The GNU ar program creates, modifies, and extracts from archives. An archive is a single file holding a collection of other files in a structure that makes it possible to retrieve the original individual files (called members of the archive).

The original files' contents, mode (permissions), timestamp, owner, and group are preserved in the archive, and can be restored on extraction.

GNU ar can maintain archives whose members have names of any length; however, depending on how ar is configured on your system, a limit on member-name length may be imposed for compatibility with archive formats maintained with other tools. If it exists, the limit is often 15 characters (typical of formats related to a.out) or 16 characters (typical of formats related to coff).

ar is considered a binary utility because archives of this sort are most often used as libraries holding commonly needed subroutines.

ar creates an index to the symbols defined in relocatable object modules in the archive when you specify the modifier `s'. Once created, this index is updated in the archive whenever ar makes a change to its contents (save for the `q' update operation). An archive with such an index speeds up linking to the library, and allows routines in the library to call each other without regard to their placement in the archive.

You may use `nm -s' or `nm --print-armap' to list this index table. If an archive lacks the table, another form of ar called ranlib can be used to add just the table.

### SET EXERCISE 1
Locate every line in the entries below that contains the string "concrete", and copy each such line. Case counts.

### EXERCISE MATERIALS
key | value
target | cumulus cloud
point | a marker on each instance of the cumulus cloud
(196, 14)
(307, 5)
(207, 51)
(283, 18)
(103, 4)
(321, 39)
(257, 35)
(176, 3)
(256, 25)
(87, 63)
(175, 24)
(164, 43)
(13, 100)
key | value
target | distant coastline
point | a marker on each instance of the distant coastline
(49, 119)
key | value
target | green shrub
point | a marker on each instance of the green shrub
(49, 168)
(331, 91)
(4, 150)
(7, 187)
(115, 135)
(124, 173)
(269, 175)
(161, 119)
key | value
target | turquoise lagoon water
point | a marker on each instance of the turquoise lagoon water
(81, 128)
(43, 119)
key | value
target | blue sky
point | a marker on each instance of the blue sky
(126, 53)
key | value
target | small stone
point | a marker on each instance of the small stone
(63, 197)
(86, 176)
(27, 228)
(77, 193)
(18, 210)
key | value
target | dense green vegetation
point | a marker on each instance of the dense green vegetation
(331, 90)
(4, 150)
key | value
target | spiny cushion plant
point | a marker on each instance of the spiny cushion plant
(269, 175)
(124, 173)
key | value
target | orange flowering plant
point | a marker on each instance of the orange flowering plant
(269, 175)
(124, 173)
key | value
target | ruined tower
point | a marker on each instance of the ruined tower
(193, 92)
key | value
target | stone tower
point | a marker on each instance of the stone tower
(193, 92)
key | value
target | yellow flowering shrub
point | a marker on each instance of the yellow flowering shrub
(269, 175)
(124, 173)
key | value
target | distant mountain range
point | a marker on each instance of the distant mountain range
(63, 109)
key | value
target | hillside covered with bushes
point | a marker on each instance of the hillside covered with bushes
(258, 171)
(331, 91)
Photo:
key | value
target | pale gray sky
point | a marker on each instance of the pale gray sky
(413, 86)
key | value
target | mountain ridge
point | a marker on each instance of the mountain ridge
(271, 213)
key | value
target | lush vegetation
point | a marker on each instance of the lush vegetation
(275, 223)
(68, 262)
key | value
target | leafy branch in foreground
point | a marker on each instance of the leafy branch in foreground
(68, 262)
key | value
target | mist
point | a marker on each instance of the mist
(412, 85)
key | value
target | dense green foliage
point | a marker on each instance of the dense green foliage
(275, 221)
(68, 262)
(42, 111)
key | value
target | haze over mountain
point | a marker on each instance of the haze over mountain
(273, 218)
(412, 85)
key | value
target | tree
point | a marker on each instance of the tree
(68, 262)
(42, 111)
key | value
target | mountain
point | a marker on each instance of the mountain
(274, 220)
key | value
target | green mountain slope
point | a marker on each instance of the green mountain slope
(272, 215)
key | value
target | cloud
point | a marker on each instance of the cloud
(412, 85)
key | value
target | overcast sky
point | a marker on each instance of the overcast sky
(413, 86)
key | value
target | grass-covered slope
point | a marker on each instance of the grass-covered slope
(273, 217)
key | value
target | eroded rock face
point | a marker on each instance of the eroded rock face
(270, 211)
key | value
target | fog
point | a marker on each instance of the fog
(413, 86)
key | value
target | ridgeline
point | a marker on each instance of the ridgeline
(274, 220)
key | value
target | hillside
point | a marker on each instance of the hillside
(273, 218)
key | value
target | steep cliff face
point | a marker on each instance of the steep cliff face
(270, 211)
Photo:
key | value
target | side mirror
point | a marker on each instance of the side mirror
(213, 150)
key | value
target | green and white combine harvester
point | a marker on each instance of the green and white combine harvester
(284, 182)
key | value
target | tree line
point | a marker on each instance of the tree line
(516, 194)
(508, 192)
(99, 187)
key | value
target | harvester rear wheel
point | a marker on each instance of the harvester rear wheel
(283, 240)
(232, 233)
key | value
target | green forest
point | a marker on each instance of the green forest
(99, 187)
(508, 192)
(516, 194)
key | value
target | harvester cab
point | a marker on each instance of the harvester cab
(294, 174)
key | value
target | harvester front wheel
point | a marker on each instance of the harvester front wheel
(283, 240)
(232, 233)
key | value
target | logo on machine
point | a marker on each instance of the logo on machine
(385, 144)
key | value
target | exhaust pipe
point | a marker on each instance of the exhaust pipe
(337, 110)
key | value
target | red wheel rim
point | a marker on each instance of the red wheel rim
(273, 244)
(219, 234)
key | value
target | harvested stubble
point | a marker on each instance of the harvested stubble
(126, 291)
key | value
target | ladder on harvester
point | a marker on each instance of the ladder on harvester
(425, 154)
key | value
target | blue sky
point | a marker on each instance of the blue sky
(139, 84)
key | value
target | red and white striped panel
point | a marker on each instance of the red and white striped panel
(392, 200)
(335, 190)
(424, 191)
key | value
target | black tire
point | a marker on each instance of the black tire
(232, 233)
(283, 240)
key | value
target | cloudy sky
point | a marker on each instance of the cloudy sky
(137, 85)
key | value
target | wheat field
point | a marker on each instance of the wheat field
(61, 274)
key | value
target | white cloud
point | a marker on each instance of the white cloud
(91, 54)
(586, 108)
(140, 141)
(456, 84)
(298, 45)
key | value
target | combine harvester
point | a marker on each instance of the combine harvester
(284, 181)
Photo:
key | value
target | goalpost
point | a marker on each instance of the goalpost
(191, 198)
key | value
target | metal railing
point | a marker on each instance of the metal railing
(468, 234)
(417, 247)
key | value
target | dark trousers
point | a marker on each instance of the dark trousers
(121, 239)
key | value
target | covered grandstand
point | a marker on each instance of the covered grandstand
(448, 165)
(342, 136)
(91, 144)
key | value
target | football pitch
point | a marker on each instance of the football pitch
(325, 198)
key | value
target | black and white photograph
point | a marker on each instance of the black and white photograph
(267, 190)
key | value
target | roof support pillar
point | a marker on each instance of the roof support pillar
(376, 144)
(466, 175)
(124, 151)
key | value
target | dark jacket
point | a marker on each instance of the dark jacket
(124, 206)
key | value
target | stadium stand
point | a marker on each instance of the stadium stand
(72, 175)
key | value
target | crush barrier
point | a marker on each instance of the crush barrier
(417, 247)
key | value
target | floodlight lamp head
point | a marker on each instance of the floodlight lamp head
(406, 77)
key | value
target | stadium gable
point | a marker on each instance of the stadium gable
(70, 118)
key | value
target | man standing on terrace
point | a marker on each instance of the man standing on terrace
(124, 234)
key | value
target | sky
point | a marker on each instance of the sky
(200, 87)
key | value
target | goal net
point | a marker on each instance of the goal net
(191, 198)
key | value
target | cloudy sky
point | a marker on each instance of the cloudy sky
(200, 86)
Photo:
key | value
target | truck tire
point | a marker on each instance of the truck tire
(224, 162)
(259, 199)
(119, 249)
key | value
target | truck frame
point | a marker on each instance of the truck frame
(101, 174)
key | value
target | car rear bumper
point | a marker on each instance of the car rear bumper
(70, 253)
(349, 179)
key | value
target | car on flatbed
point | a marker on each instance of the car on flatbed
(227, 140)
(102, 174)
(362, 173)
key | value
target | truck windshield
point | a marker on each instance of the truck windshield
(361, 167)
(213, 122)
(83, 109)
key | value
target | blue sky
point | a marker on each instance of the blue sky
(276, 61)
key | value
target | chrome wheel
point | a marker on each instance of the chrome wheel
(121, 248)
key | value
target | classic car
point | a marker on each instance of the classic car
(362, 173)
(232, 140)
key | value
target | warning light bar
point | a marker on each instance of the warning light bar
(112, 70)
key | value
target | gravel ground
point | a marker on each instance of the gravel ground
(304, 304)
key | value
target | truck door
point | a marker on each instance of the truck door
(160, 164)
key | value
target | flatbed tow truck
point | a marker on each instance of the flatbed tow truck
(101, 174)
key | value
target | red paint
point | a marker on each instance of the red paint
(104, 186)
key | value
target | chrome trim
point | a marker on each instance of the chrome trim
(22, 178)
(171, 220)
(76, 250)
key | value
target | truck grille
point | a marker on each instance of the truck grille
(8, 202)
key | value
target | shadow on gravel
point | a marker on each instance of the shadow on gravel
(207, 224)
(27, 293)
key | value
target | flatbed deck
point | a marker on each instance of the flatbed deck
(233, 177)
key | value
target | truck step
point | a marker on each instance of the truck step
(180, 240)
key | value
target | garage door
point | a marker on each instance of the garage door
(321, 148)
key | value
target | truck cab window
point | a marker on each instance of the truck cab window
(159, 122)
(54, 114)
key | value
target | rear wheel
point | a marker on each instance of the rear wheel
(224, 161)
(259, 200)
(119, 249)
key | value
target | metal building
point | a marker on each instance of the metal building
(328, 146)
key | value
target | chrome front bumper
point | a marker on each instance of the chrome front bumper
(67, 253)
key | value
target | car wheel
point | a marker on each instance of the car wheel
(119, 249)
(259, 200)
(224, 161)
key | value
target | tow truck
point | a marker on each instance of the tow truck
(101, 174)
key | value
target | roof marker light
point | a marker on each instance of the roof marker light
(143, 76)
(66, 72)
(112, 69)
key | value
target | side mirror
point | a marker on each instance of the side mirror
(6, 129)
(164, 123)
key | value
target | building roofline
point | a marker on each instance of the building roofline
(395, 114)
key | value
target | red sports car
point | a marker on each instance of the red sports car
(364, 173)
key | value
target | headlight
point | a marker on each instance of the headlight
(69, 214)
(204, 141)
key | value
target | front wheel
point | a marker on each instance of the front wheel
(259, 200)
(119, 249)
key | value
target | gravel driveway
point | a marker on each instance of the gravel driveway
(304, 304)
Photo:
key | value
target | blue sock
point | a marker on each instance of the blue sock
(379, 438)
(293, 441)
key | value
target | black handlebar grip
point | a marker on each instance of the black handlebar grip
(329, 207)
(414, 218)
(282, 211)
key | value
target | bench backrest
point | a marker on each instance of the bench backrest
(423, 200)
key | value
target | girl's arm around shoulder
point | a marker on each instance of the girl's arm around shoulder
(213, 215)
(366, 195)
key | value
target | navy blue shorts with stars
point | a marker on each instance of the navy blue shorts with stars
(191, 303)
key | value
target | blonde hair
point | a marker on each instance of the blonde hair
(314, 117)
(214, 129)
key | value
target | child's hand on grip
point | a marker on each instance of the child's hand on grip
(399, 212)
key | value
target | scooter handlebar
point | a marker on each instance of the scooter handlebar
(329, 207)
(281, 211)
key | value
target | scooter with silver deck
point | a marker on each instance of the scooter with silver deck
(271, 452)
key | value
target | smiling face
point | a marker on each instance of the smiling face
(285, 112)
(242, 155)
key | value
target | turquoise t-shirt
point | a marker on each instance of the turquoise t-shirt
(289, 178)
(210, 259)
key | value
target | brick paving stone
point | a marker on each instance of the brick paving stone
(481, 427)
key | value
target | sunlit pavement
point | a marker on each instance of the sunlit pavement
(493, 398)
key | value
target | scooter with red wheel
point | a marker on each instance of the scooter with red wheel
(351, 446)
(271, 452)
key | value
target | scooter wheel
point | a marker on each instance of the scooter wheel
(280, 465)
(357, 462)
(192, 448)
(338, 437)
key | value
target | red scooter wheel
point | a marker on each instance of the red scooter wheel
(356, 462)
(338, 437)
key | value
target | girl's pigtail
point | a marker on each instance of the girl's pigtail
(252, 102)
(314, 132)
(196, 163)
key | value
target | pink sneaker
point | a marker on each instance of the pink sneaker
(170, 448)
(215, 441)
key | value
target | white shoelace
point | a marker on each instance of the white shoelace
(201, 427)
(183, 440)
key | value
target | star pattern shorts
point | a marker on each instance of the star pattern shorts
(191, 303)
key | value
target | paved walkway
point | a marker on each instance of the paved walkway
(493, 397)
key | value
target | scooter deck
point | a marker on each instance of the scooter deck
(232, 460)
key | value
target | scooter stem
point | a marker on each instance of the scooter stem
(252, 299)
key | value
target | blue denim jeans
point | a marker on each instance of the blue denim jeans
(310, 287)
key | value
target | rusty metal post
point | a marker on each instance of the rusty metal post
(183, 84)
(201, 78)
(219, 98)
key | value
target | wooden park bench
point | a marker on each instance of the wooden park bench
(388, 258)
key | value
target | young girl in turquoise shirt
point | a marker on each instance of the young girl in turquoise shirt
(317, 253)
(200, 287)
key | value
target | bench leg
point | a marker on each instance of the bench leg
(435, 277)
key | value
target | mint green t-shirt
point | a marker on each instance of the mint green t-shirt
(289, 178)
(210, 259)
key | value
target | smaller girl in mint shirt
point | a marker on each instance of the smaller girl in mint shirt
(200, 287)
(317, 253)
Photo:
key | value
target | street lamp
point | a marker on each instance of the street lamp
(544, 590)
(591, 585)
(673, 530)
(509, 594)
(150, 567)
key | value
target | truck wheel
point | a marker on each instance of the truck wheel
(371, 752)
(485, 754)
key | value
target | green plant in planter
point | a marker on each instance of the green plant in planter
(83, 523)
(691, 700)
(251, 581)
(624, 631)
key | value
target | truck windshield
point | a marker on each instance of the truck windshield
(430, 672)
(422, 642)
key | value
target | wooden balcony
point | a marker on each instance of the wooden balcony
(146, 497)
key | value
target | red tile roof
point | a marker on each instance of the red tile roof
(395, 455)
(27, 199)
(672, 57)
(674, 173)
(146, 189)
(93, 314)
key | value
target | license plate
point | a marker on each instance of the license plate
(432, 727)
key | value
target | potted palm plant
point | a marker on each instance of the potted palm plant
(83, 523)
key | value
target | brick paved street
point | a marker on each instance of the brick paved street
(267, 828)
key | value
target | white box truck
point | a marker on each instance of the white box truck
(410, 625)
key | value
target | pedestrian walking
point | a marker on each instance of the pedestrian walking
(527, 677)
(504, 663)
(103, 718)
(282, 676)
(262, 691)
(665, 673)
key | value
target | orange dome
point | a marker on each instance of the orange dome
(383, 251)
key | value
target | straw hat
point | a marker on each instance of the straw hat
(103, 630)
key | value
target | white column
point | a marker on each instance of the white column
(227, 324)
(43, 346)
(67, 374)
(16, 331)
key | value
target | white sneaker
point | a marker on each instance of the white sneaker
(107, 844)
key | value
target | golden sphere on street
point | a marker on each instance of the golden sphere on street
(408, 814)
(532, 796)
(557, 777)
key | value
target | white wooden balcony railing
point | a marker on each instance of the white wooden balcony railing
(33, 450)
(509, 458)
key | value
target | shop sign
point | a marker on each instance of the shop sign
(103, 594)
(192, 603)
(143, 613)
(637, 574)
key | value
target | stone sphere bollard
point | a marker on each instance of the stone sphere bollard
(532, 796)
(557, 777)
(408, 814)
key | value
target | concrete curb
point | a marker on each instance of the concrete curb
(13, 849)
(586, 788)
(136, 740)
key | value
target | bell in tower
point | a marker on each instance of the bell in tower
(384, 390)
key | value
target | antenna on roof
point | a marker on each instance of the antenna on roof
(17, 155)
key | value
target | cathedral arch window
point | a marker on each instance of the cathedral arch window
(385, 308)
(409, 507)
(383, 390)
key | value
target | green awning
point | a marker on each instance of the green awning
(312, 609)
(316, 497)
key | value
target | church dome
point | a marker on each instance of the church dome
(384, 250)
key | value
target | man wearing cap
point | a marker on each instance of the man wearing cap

### SET EXERCISE 2
According to the passage on the GNU ar program, what can be used to add only the index table to an archive that lacks it?

### EXERCISE RESULT 1
target | concrete curb
point | a marker on each instance of the concrete curb

### EXERCISE RESULT 2
Another form of ar, called ranlib.